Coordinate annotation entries
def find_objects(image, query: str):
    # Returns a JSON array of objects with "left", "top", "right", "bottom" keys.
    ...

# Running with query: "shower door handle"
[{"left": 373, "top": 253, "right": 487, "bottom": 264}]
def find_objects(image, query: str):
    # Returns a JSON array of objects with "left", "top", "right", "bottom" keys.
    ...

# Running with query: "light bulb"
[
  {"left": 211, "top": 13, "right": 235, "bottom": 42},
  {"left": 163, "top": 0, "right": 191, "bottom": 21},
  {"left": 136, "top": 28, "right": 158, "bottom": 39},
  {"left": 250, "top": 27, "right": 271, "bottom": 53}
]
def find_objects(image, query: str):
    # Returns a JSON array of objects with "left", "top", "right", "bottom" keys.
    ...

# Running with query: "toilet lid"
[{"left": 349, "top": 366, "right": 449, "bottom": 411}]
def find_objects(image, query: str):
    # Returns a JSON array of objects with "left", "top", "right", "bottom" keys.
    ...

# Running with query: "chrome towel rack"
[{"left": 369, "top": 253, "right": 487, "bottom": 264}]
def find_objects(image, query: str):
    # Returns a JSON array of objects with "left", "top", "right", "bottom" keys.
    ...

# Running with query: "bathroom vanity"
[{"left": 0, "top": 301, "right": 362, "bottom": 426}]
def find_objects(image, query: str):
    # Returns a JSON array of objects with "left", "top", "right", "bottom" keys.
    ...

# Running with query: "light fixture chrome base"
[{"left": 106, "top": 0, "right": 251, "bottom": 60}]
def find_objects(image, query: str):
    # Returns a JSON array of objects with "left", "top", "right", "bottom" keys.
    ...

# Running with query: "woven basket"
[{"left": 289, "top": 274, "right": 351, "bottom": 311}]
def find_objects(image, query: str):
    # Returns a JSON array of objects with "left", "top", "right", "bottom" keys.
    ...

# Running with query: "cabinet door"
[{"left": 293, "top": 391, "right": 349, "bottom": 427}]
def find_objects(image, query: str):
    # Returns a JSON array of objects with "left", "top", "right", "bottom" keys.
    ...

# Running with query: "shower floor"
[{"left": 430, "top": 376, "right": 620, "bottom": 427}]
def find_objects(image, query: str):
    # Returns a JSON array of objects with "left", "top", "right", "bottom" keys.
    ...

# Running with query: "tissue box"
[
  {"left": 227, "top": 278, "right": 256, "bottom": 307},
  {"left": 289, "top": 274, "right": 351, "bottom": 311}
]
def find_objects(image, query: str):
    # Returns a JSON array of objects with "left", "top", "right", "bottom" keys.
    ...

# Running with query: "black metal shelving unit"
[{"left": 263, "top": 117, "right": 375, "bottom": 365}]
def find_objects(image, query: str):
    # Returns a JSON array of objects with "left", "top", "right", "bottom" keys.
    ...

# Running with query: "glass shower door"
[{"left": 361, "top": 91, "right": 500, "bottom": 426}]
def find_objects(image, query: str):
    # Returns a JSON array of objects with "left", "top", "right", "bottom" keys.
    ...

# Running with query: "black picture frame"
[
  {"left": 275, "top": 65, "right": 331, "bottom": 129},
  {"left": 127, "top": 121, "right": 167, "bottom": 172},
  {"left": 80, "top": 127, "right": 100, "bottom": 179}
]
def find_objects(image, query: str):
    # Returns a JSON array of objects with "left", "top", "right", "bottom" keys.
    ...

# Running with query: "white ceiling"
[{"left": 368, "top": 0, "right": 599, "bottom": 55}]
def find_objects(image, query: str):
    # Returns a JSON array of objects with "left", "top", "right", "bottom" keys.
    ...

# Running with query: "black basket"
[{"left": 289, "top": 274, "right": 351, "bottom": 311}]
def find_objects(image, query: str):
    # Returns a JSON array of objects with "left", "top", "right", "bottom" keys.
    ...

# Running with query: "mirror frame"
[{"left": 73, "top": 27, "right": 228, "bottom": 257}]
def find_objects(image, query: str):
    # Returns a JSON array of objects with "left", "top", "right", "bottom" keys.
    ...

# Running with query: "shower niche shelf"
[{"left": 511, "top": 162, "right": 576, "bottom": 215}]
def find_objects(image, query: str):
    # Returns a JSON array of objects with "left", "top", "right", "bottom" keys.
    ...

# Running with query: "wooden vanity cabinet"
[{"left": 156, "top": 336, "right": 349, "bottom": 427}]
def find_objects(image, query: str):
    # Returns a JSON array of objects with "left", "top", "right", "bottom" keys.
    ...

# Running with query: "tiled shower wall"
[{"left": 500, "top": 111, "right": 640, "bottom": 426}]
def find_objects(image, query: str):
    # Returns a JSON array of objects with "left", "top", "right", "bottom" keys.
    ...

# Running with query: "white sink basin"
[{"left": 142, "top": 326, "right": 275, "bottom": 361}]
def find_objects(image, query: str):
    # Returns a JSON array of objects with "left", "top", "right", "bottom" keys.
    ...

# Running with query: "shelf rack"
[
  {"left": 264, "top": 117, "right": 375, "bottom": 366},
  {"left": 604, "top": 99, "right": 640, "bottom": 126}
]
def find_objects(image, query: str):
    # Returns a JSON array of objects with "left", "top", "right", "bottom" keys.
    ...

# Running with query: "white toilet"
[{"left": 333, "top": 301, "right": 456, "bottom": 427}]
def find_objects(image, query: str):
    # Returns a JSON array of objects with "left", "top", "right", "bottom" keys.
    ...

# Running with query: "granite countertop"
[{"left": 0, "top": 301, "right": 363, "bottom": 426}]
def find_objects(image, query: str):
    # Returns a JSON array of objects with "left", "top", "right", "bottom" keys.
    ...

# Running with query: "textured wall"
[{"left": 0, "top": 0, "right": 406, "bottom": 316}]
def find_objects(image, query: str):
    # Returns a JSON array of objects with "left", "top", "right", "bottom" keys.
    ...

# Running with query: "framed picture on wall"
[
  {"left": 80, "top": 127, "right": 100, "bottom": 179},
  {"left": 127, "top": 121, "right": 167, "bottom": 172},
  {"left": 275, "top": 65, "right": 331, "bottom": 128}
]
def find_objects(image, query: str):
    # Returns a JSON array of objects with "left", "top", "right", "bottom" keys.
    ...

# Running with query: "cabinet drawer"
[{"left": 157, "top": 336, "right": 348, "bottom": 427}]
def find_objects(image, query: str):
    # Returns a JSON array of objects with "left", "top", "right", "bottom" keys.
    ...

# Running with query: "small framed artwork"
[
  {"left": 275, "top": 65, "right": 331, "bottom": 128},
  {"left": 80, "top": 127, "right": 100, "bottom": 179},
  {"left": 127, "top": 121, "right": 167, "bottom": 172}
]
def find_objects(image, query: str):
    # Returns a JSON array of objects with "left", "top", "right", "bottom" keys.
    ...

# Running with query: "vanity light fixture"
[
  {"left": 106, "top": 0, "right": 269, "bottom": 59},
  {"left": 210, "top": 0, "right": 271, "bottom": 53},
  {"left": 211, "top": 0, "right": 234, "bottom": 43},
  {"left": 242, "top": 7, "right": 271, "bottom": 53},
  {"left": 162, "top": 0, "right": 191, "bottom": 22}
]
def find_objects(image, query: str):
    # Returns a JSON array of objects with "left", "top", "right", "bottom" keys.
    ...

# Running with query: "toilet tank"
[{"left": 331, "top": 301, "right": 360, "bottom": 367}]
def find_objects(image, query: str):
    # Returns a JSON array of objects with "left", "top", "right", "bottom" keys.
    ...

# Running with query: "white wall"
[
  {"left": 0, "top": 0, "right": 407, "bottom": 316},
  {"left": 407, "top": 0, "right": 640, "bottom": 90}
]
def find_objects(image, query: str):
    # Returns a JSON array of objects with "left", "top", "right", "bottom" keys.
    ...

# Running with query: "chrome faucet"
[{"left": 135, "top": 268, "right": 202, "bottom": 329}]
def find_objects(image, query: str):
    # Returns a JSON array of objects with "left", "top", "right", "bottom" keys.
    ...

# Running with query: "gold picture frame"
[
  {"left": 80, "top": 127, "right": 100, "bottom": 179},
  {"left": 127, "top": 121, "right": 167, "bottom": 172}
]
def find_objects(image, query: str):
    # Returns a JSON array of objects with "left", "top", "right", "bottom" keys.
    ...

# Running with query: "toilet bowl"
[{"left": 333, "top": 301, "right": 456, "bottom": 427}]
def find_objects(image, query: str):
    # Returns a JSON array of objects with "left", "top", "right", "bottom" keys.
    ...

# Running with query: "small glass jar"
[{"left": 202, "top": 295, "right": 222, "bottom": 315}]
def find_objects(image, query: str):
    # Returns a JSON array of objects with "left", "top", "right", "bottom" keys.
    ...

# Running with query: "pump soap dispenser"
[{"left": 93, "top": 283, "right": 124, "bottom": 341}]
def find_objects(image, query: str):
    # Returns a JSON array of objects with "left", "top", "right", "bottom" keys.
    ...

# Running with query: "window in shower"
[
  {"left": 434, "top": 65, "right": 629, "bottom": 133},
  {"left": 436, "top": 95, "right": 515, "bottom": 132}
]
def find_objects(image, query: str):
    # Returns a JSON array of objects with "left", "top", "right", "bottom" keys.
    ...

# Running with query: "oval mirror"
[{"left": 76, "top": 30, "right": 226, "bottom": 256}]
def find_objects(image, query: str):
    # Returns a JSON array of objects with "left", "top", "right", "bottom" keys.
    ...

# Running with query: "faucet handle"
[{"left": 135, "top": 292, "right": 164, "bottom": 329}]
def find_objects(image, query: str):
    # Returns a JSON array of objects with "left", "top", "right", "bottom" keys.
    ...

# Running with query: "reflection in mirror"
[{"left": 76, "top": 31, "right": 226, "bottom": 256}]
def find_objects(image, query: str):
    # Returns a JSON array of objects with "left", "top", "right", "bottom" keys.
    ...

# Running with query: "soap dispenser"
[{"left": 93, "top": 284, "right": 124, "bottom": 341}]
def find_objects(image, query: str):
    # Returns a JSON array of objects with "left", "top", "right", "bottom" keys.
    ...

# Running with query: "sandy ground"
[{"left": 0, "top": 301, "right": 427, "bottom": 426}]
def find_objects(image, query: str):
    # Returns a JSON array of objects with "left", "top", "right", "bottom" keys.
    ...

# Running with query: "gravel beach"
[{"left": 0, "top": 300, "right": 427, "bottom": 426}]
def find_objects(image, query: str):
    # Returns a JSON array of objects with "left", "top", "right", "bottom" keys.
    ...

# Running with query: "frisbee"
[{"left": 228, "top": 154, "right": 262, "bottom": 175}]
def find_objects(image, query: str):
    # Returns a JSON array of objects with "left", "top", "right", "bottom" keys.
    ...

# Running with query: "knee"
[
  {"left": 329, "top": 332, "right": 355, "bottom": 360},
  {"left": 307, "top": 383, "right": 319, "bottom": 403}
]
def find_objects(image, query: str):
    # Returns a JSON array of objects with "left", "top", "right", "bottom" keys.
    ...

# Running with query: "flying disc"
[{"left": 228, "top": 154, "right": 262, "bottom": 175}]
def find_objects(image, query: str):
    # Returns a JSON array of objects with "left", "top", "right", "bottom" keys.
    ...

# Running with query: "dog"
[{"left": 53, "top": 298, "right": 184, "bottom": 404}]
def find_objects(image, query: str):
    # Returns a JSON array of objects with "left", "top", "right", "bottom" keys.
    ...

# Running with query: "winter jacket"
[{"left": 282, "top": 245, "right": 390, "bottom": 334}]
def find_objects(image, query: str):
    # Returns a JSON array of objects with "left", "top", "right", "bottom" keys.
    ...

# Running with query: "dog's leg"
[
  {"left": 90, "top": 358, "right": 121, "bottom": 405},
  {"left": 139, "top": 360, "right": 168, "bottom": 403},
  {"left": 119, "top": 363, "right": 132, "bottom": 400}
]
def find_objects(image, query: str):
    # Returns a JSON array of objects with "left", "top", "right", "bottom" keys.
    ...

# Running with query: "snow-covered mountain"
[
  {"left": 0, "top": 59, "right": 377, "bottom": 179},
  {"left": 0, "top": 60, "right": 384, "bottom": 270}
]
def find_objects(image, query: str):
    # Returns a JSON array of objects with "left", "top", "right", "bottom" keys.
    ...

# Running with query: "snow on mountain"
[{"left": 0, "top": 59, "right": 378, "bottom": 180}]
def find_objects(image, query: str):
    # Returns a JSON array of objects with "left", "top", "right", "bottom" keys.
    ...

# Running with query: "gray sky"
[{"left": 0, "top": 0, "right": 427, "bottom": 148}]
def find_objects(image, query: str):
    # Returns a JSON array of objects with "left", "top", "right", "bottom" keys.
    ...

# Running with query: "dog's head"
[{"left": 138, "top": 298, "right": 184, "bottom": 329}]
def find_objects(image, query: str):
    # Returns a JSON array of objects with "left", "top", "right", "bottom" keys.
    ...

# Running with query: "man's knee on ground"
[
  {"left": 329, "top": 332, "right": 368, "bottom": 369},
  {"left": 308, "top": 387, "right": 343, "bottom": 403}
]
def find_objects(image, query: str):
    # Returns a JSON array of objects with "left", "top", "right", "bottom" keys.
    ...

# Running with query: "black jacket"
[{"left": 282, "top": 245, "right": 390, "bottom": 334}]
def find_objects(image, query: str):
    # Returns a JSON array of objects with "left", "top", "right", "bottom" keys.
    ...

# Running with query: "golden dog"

WHAT YOU WILL DO >> Count the lines of the listing above that contain the string "handle". Give only the number.

EXERCISE OUTPUT >> 2